Friday Flashback: He Ain’t Heavy* . . .

June 17, 2005
I’ve decided to dedicate yet another Friday Flashback to a family member – partially because I couldn’t think of any other stories (except for two which are kind of on the serious side – and I didn’t know if I was ready to write them yet).

He will answer to Boo. J Money. J Dog. The Boy. Jimbob. Jimbabwe. Boo, James Boo. Smith. And of course the ever popular Jimbo. Although when he introduces himself to people, he says Jim (because Jimbo is just soooooo gauche!)

I met him in the fall of ’79 – I was four at the time. I remember thinking – “Hmpf – he’s okay, I guess..”

Anywho – our official “friendship” didn’t begin until the summer that we made the infamous “pact.”

We were jumping on our trampoline- I was 11 and he was 8. He got double-bouced and the word “shit” flew from his elementary little mouth. Now – you know what siblings do, don’t you? One will hear another one curse and then hold it over the “cussers” head for as long as possible – sometimes demanding slavery and other favors – “or I’ll tell Daddy!”

But that day was different. Instead, we made the pact.

“From this day forward, we will cuss as much as we want and we will NEVER tell on each other!”

And so it was. We’ve been the best of friends ever since.

There are several funny stories about the old J$. The time that he ruined the electronic scale in the tub because he “wanted to see what he weighed underwater.” The time he snuck into the van, punched in the cigarette lighter, and then, when it was burning bright orange, stuck his finger right into it because he wanted “an ET finger.” The time he tried to “move Daddy’s truck” (which was a standard) when he was about 9 years old, so he could play basketball. Well – as soon as he put his foot on the gas and attempted to put it in gear, the truck “hopped forward” right into the goal and it timbered like a tree.

But the funniest of all these is an incident that only happened about 4 years ago. And for that one – I’ll go into more detail.

My sister and I were staying at my Granny’s (she and PawPaw were out of town) and Jimbo was down the street at my dad’s (they were also out of town).

Well – just as my sister and I were turning in for the night (about 1 am) we were startled by a rattling on the bedroom window and a man screaming “EMERGENCY! EMERGENCY!” (much like the way Dustin Hoffman screams “ELAINE” in The Graduate). I cautiously peeped through the blinds and saw that it was the boy.

“OPEN THE GARAGE!”

So my sis and I run to the front of the house and fly out the door into the garage. We see his fists banging on those top garage windows – still screaming EMERGENCY like Hoffman’s Benjamin.

He races under the half-open garage door and into the house – clutching his right (or was it left?) hand that’s wrapped in a bloody towel.

“WHAT THE HELL HAVE YOU DONE TO YOURSELF, BOY???!!!???”

“Shot myself . . . gotta go the ER,” he mumbles – then turns on the sink faucet and places his bloody hand underneath.

▶ Given records
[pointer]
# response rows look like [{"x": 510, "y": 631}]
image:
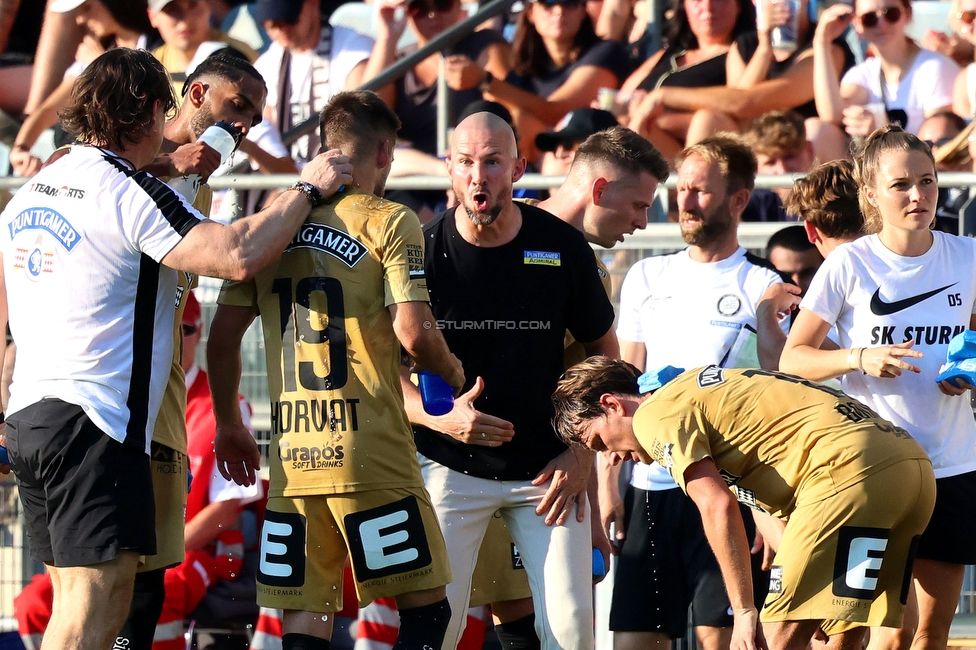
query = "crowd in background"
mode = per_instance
[
  {"x": 699, "y": 68},
  {"x": 560, "y": 70}
]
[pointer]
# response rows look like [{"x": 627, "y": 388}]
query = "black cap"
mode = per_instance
[
  {"x": 577, "y": 126},
  {"x": 278, "y": 10}
]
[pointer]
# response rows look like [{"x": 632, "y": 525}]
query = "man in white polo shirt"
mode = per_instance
[{"x": 90, "y": 249}]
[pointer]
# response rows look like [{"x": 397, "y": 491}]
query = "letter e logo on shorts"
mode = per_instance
[
  {"x": 860, "y": 553},
  {"x": 282, "y": 550},
  {"x": 387, "y": 540}
]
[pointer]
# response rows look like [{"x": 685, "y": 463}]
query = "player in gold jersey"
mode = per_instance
[
  {"x": 337, "y": 306},
  {"x": 857, "y": 490}
]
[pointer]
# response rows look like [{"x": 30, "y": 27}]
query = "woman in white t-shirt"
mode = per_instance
[
  {"x": 896, "y": 298},
  {"x": 901, "y": 81}
]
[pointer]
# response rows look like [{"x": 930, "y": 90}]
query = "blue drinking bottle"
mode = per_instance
[
  {"x": 436, "y": 394},
  {"x": 599, "y": 569}
]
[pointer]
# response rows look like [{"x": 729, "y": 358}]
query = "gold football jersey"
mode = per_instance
[
  {"x": 170, "y": 427},
  {"x": 337, "y": 417},
  {"x": 769, "y": 434}
]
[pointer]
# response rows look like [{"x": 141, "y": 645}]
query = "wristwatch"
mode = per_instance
[{"x": 310, "y": 191}]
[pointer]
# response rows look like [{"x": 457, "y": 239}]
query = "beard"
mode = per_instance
[
  {"x": 711, "y": 228},
  {"x": 482, "y": 217},
  {"x": 487, "y": 216},
  {"x": 202, "y": 120}
]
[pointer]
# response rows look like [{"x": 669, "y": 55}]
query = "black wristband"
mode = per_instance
[
  {"x": 310, "y": 191},
  {"x": 485, "y": 86}
]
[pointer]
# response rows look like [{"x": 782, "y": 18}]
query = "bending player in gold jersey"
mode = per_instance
[{"x": 857, "y": 491}]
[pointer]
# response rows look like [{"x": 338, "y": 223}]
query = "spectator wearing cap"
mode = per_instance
[
  {"x": 307, "y": 62},
  {"x": 414, "y": 95},
  {"x": 943, "y": 132},
  {"x": 559, "y": 145},
  {"x": 108, "y": 24},
  {"x": 184, "y": 26},
  {"x": 780, "y": 143},
  {"x": 560, "y": 64}
]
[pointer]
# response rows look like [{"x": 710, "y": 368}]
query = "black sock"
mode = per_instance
[
  {"x": 423, "y": 627},
  {"x": 518, "y": 634},
  {"x": 303, "y": 642},
  {"x": 147, "y": 604}
]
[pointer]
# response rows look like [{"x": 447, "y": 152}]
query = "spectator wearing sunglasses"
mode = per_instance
[
  {"x": 307, "y": 63},
  {"x": 941, "y": 133},
  {"x": 560, "y": 64},
  {"x": 759, "y": 79},
  {"x": 902, "y": 81},
  {"x": 955, "y": 44},
  {"x": 699, "y": 38},
  {"x": 414, "y": 96}
]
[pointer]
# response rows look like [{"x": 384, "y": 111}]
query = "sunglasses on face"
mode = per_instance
[
  {"x": 872, "y": 18},
  {"x": 426, "y": 7},
  {"x": 941, "y": 142},
  {"x": 568, "y": 4}
]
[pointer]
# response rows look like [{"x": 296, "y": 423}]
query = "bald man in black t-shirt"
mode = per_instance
[{"x": 506, "y": 282}]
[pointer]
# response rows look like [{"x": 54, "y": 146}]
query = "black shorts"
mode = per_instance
[
  {"x": 86, "y": 497},
  {"x": 950, "y": 533},
  {"x": 664, "y": 564}
]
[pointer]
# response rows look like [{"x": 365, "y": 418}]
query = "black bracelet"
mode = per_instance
[
  {"x": 310, "y": 191},
  {"x": 485, "y": 86}
]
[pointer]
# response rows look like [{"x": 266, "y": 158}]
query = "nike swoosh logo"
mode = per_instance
[{"x": 881, "y": 308}]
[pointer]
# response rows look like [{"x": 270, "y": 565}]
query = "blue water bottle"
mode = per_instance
[
  {"x": 599, "y": 568},
  {"x": 436, "y": 394}
]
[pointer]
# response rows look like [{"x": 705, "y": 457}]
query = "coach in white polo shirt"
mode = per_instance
[
  {"x": 691, "y": 308},
  {"x": 90, "y": 248}
]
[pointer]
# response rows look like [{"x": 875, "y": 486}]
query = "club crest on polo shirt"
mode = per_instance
[
  {"x": 46, "y": 220},
  {"x": 329, "y": 240},
  {"x": 541, "y": 258},
  {"x": 35, "y": 261},
  {"x": 729, "y": 304}
]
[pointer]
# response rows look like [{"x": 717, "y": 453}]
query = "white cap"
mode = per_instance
[{"x": 64, "y": 6}]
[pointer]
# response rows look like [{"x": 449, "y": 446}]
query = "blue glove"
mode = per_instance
[
  {"x": 962, "y": 346},
  {"x": 652, "y": 380},
  {"x": 965, "y": 370},
  {"x": 961, "y": 360}
]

▶ What to do
(a) According to the Friday Flashback post, why did the writer dedicate another flashback to a family member? Answer in one to three sentences.
(b) Pick up the Friday Flashback post about the brother's late-night emergency where it stops, and keep writing.

▶ Replies
(a) The writer couldn't think of any other stories, except two that are on the serious side. The writer wasn't sure about being ready to write those yet.

(b)
At this point, my sister and I are freaking out. He SHOT himself? What the hell?

Well – as it turns out – Jimbo is quite a lover of history –especially military history. So, whilst my dad and Sara were out of town, he decided to have some sort of war filmfest all by himself. He had just watched “Glory” and wandered into the back for some reason – when he saw something shiny as he was passing the spare room.

It was our stepbrother Matt’s old BB gun.

Yes, I said BB gun.

So he, of course, goes right to it and begins playing around with it (being in that war mind-set and all.) He pumps the handle a bunch of times, fires it, and nothing comes out –just a puff of air.

So he thinks “Wow – I wonder how strong that puff of air is?”

Now, he hears BBs rattling around in the gun, but since nothing came out on that first shot . . .

Well – he pumps the handle about a hundred times, sticks his index finger over the barrel of the gun, fires, and promptly shoots a BB into his finger. His fingernail stops the BB from coming out on the other side. (OUCH!)

This of course, starts the panic process, which leads him to run down the street like a jackass and bang on our windows.

We calmly take him to the hospital where he is immediately ridiculed by the majority of the ER.
The doctor who removed the bb said (verbatim) “What in the fuck did you shoot yourself in the finger for?”

All throughout the ER we watched nurses and doctors walking by, talking, pointing to their index fingers and laughing. The place was abuzz with the boy’s folly.

Did I mention he was 22 at the time?

Anyway – the incident will be forever known as “Boo’s BB Bobo.”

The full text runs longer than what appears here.